The Shakespeare Birthplace Trust’s History
The Shakespeare Birthplace Trust was formed in 1847 following the purchase of Shakespeare’s Birthplace as a national memorial.

The role of the Trust grew with the purchase in 1876 of Shakespeare’s New Place estate, comprising the site of Shakespeare’s grand final home and Nash’s House (the home of Thomas Nash and Shakespeare’s grand-daughter Elizabeth).

The Trust purchased Anne Hathaway’s Cottage, the girlhood home of Shakespeare’s wife, in 1892 and Mary Arden’s House was purchased in 1930.

The last house to be acquired was Hall’s Croft, the home of Shakespeare’s daughter Susanna and her husband, physician Dr John Hall, in 1949.

In 1964 to celebrate the four hundredth anniversary of Shakespeare’s birth the Trust threw open the doors of its new headquarters and study facility, the Shakespeare Centre.  This distinctive building provides a home for the Trust’s extensive Shakespeare Centre library and archive (including the RSC archive). The second part of this project, an extension including facilities for the Trust's educational and cultural work and a visitor centre for Shakespeare’s Birthplace, was added in 1981.

In addition to the Shakespeare Houses, the Trust cares for Harvard House on behalf of the Harvard House Memorial Trust.

■ **DATA PROVIDED**
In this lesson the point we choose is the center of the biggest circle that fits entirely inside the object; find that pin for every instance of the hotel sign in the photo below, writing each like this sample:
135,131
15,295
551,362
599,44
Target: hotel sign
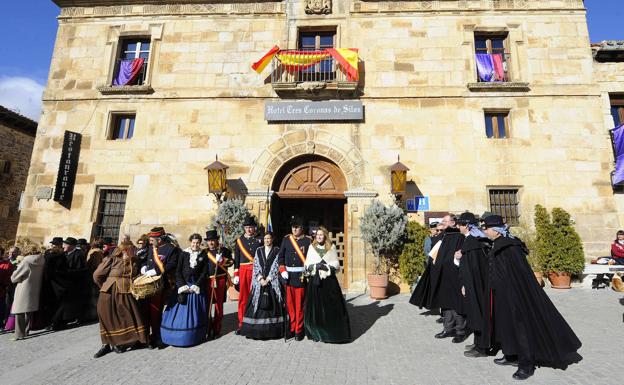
68,166
313,111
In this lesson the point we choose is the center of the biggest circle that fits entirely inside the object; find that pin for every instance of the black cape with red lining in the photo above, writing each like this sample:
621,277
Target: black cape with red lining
473,275
524,317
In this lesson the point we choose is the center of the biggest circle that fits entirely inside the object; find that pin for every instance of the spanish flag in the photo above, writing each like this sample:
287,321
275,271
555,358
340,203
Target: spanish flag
261,64
348,59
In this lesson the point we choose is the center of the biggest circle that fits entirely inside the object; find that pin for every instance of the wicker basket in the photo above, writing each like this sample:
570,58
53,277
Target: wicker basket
145,287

■ **EXERCISE AIM**
Retype the text on the history of the Shakespeare Birthplace Trust word for word, in full.

■ **SOLUTION TO THIS PROBLEM**
The Shakespeare Birthplace Trust’s History
The Shakespeare Birthplace Trust was formed in 1847 following the purchase of Shakespeare’s Birthplace as a national memorial.

The role of the Trust grew with the purchase in 1876 of Shakespeare’s New Place estate, comprising the site of Shakespeare’s grand final home and Nash’s House (the home of Thomas Nash and Shakespeare’s grand-daughter Elizabeth).

The Trust purchased Anne Hathaway’s Cottage, the girlhood home of Shakespeare’s wife, in 1892 and Mary Arden’s House was purchased in 1930.

The last house to be acquired was Hall’s Croft, the home of Shakespeare’s daughter Susanna and her husband, physician Dr John Hall, in 1949.

In 1964 to celebrate the four hundredth anniversary of Shakespeare’s birth the Trust threw open the doors of its new headquarters and study facility, the Shakespeare Centre.  This distinctive building provides a home for the Trust’s extensive Shakespeare Centre library and archive (including the RSC archive). The second part of this project, an extension including facilities for the Trust's educational and cultural work and a visitor centre for Shakespeare’s Birthplace, was added in 1981.

In addition to the Shakespeare Houses, the Trust cares for Harvard House on behalf of the Harvard House Memorial Trust.